■ **TO DO**
Take the records below and set them down exactly, so that every line matches the original.

Content starts

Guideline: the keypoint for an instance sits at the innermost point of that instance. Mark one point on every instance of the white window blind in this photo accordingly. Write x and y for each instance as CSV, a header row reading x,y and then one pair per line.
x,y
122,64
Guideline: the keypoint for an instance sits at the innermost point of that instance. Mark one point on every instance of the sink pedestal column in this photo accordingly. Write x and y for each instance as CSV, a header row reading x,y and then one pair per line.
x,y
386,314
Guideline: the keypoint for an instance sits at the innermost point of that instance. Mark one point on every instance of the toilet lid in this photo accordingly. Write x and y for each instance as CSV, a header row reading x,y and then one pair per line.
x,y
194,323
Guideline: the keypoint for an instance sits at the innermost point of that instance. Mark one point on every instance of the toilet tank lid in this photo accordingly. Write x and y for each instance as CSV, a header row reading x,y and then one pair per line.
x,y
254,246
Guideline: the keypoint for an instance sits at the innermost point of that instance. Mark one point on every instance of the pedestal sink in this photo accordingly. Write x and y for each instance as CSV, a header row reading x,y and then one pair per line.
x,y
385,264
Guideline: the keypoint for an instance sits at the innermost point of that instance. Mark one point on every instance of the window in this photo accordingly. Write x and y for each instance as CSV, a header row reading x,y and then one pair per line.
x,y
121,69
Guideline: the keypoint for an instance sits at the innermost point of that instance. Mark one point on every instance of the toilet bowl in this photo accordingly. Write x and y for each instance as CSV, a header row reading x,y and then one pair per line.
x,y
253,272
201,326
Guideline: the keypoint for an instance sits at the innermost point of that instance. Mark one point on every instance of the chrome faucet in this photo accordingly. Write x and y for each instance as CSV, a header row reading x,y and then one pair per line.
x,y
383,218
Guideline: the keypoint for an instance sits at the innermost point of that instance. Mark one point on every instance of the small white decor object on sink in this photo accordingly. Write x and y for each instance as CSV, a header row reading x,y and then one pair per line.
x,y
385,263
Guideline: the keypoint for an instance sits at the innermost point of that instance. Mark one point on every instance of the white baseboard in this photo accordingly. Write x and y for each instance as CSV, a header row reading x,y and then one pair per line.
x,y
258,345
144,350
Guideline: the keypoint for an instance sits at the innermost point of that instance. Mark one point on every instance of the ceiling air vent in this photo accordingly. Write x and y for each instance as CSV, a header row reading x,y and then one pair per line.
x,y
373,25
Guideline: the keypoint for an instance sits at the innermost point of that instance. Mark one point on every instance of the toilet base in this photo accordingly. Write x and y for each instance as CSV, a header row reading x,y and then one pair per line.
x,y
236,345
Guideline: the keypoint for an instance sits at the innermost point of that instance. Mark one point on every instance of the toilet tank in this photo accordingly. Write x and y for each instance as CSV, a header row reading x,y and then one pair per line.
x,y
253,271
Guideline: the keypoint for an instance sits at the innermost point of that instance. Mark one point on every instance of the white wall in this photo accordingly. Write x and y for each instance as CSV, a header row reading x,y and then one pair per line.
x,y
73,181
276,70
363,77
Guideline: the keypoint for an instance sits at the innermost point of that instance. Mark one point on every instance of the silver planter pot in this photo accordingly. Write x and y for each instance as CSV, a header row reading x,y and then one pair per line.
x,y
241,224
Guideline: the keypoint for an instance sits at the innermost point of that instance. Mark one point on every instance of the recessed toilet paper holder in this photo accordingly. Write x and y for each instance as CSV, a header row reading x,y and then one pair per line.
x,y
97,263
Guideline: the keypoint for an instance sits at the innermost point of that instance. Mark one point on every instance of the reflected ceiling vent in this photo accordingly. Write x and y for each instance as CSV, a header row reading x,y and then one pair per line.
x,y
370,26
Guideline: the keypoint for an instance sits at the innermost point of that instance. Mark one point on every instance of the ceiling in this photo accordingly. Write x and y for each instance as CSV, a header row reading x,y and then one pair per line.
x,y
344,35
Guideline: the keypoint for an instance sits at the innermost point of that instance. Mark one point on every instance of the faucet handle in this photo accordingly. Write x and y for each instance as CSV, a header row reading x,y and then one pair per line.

Content ends

■ **REPLY**
Guideline: the keypoint for an instance sits at the innermost point of that instance. Mark one point on every instance of the white window blind in this photo accordingly. Write x and y for each instance as CSV, a header row reading x,y and then one pair per line.
x,y
122,64
Guideline: the keypoint for an instance sits at the innermost point of that instance. Mark one point on every instance of the sink pedestal column in this photo accordingly. Write x and y for each instance as CSV, a header row reading x,y and then one pair per line.
x,y
386,314
Guideline: the keypoint for an instance sits at the innermost point of that instance. Mark one point on every instance of the toilet lid in this photo accordingly. Write x and y for each instance as CSV, a header row reading x,y and then one pair per line.
x,y
194,323
Guideline: the keypoint for an instance sits at the innermost point of that instance. Mark one point on every instance of the toilet tank lid in this photo accordingly. Write x and y for each instance as CSV, a header row reading x,y and then one pair per line.
x,y
254,246
Guideline: the keypoint for an instance sits at the innermost point of that instance. Mark one point on every instance of the pedestal sink in this photo accordingly. Write x and y for each instance as CSV, a header row reading x,y and then one pair per line.
x,y
385,264
Guideline: the keypoint for an instance sits at the innermost point of that instance. Mark one point on every instance of the window in this photo accordingly. Write x and y for each instance as CSV, a header row reading x,y and then one pair per line.
x,y
121,69
Guideline: the keypoint for an instance sits at the innermost point of that instance. Mark one point on every instance of the toilet bowl in this photo accordingly. Write x and y for each instance as CSV, a header row reading x,y and then one pair per line.
x,y
253,272
201,326
Guideline: the keypoint for an instance sits at the innermost point of that instance. Mark one point on every instance of the chrome faucet in this photo accordingly. Write x and y for each instance as CSV, a header row reading x,y and then one pair per line.
x,y
383,218
Guideline: the keypoint for an instance sits at the innermost point of that instance. Mark one point on every instance of the small white decor object on sink in this photo accordingly. Write x and y for each instance as CSV, a header row reading x,y and then one pair per line.
x,y
385,263
Guideline: the keypoint for an instance sits at the innermost point of that instance. Mark one point on every instance of the white baseboard in this photo accordingly. Write x and y for each instance as CSV, a header row reading x,y and then one pair per line.
x,y
258,345
144,350
Guideline: the keypoint for an instance sits at the innermost point of that instance. Mark one point on every instance of the ceiling air vent in this photo accordingly. Write x and y for each instance as CSV, a header row reading x,y and then one pair per line.
x,y
373,25
Guideline: the keypoint for an instance sits at the innermost point of that instance. Mark one point on every instance of the toilet base in this photo accordingly. Write x and y for each instance as CSV, a header row reading x,y and then one pair per line.
x,y
236,345
Guideline: the keypoint for an instance sits at the innermost point of that instance. Mark one point on every instance of the toilet tank in this photo accordingly. Write x and y for each instance as CSV, a header row reading x,y and then one pair per line.
x,y
253,271
Guideline: the keypoint for an instance sits at the innermost point of that instance. Mark one point on every instance of the white wall in this photo accordingly. Write x and y for each instance as CSV, a header row reading x,y and then one pair per line.
x,y
73,181
276,70
363,77
Guideline: the keypoint for an instance sits at the innermost point of that instance. Mark one point on every instance of the silver planter pot in this photo accordingly. Write x and y for each instance as CSV, a header row reading x,y and then one pair per line.
x,y
241,224
Guideline: the keypoint for an instance sits at the innermost point of that instance. Mark one point on every instance of the recessed toilet paper holder in this photo accordingly. Write x and y for each instance as CSV, a header row reading x,y and then one pair per line.
x,y
97,263
Guideline: the keypoint for an instance sits at the innermost point of that instance. Mark one point on every instance of the reflected ceiling vent in this photo accordingly. Write x and y for each instance as CSV, a header row reading x,y and then one pair per line.
x,y
370,26
Guideline: the keypoint for an instance sits at the innermost point of that instance. Mark one point on every instance of the ceiling in this photo accordingly. Write x and y for each instance as CSV, a header row reading x,y and then one pair per line.
x,y
344,35
Guideline: the keypoint for an instance sits at the innermost point of that instance. Mark one point on every instance of the faucet handle in this photo accordingly. Write x and y for each instance as CSV, a header row reading x,y and then one pair per line.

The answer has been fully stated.